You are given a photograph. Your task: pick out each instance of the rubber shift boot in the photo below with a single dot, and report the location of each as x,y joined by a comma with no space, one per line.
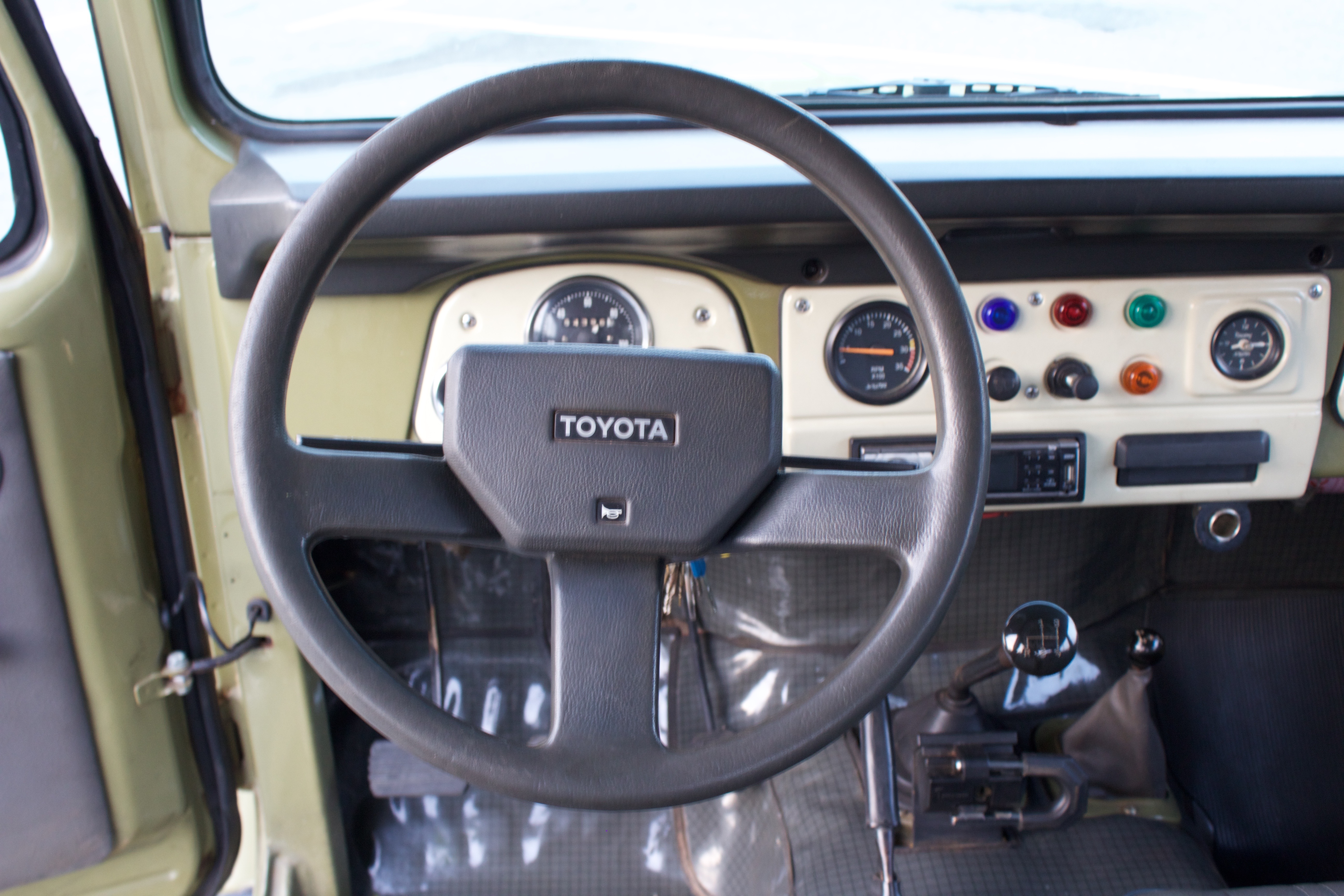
1116,742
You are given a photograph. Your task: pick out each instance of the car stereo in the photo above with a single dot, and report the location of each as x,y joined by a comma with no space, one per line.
1029,468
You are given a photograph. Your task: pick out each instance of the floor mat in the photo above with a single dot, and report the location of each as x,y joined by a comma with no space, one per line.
835,855
1249,702
1096,858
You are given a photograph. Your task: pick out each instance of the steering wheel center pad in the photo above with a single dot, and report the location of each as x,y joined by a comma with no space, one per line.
674,444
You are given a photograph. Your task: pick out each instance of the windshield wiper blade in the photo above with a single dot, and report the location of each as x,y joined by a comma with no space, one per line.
954,90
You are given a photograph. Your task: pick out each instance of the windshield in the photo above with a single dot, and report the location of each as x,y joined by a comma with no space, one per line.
323,61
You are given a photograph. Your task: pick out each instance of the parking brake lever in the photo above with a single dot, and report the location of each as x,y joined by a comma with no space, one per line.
879,789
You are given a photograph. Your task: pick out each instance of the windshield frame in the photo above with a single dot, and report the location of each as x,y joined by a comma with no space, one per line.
207,90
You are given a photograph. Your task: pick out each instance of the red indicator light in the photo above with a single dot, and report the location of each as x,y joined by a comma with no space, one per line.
1072,310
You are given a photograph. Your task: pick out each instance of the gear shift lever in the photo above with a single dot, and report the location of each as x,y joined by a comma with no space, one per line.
1038,639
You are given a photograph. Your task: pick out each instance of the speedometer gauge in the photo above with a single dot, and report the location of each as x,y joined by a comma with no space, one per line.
874,354
1248,346
591,311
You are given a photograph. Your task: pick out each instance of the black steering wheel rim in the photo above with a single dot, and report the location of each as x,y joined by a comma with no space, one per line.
290,496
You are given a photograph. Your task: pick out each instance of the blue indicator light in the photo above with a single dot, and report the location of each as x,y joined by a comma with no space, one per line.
999,313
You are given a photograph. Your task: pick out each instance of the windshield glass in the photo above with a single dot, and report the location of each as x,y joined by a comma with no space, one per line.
324,61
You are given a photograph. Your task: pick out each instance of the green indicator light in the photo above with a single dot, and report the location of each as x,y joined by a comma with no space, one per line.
1146,311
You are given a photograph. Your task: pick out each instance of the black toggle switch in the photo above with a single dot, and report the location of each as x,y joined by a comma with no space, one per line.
1003,383
1070,378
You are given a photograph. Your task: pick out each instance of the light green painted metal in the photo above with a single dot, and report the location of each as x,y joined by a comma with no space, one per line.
54,316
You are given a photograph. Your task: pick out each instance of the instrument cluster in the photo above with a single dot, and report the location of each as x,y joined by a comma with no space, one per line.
1101,361
605,304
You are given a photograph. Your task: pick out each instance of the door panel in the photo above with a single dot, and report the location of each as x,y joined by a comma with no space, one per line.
57,323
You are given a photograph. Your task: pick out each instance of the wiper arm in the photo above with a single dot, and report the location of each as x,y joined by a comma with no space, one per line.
952,90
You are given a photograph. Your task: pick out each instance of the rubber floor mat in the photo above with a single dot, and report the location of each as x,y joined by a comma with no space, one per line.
1250,706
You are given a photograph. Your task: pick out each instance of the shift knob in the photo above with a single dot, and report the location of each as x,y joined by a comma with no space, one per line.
1070,378
1041,639
1147,649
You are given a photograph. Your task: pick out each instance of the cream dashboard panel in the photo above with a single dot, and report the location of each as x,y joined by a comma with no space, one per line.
1194,397
685,311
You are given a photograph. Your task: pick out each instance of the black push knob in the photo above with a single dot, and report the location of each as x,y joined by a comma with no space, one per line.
1070,378
1147,649
1041,639
1003,383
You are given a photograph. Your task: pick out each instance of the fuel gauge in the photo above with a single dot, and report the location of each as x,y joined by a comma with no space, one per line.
1248,346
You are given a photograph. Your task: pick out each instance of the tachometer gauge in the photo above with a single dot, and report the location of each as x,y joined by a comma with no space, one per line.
591,311
1248,346
874,354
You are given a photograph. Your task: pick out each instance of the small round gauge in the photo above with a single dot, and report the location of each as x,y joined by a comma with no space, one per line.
1248,346
591,311
874,354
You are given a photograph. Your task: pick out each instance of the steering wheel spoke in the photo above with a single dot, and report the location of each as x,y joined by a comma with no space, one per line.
604,655
377,495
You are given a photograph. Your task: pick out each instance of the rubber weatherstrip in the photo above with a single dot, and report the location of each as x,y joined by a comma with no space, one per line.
123,262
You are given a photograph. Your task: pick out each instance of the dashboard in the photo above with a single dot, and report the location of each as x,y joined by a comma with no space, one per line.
1103,391
1154,299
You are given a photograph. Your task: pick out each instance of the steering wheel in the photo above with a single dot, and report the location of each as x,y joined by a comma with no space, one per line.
511,476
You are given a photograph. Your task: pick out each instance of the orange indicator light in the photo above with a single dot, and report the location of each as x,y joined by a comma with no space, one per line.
1140,378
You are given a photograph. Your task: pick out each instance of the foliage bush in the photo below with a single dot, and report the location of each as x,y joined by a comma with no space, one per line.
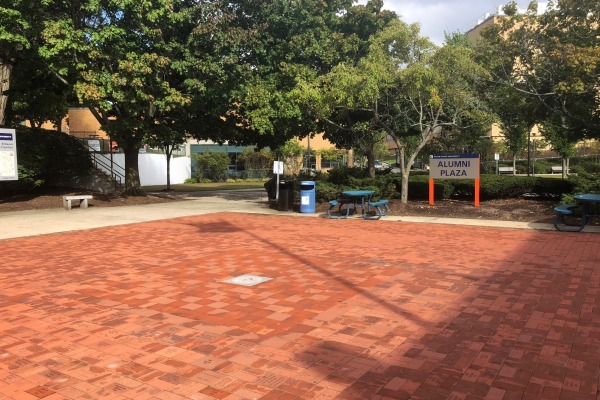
211,166
330,186
341,175
45,157
257,163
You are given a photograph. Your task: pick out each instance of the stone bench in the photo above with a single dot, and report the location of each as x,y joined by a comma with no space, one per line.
556,169
83,200
505,170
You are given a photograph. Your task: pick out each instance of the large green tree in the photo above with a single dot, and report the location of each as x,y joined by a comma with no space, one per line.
406,88
551,59
14,28
120,56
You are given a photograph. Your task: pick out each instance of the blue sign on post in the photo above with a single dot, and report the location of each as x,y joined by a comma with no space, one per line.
8,155
454,166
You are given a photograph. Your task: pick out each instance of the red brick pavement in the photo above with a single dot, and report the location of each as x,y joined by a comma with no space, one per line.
355,309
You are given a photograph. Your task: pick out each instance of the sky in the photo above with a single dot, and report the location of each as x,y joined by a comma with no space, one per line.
439,16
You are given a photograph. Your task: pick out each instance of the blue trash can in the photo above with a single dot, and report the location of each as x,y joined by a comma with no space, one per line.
308,197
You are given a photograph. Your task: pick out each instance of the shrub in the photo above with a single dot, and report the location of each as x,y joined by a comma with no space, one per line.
341,175
327,191
211,166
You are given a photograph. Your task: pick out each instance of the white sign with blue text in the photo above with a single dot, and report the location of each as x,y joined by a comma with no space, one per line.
454,166
8,155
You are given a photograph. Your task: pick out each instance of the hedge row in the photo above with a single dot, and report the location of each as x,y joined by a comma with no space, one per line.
491,187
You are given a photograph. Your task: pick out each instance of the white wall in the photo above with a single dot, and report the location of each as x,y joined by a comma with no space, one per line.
153,168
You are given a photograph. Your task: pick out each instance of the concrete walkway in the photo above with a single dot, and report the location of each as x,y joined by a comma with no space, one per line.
226,299
39,222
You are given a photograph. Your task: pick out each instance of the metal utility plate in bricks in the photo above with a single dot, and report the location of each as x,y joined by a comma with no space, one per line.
247,280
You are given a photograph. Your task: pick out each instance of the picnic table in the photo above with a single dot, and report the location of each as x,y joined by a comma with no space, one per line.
353,199
574,217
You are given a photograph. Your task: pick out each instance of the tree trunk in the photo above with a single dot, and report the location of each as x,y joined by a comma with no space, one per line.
5,70
565,166
370,153
514,164
133,186
404,185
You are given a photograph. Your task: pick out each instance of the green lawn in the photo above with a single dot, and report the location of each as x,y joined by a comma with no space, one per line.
199,187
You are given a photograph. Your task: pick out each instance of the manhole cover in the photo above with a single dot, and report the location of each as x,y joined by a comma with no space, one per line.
247,280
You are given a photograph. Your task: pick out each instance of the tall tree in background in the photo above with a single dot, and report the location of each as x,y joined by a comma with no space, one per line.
405,88
13,40
119,58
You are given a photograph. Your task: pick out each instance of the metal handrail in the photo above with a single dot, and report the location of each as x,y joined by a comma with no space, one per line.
117,172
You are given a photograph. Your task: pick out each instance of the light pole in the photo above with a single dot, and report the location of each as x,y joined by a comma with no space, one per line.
529,153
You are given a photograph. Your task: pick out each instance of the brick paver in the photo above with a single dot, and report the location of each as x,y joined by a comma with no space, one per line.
355,309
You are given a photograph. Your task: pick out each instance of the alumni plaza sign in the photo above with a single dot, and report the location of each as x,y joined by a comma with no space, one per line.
454,166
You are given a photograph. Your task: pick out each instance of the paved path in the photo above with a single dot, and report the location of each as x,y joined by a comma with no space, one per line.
137,308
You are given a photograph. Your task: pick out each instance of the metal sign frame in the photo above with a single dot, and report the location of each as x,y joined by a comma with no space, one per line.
454,166
9,170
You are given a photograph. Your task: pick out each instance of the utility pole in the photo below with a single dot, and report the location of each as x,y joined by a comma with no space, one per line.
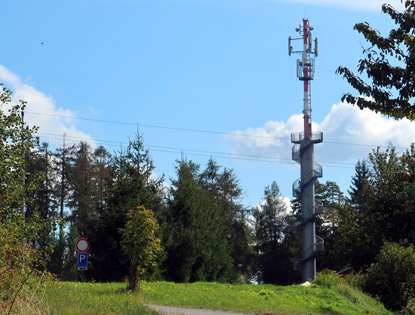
22,210
303,153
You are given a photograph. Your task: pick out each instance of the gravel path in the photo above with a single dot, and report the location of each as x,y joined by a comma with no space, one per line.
172,310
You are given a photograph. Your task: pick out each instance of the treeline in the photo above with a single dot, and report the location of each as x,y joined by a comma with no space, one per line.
53,197
207,234
204,232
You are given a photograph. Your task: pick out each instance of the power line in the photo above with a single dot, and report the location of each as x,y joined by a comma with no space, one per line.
176,150
201,130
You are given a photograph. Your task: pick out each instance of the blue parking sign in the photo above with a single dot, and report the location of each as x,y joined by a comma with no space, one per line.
82,261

**To do:** The lines from the one containing "of the treeline" to the final line of the listing above must be set down exactly, both included.

**Response box:**
You are given a photograph. Your task: pick out each instance of the treeline in the photo above with a single dot, and report the location of each as x,y joined by a comma with no space, one per line.
53,197
207,234
204,232
You are given a photograph. Your task: pick out each instance of the power line in the photo above with a single dot, and report the location of each as x,y joined by a comma with no space, one per line.
176,150
201,130
You are given a photograph. Your task: pick out each instance of the blue parking sign in the photo above with a single dot, and report the location of each as x,y joined by a comma with no space, one per line.
82,261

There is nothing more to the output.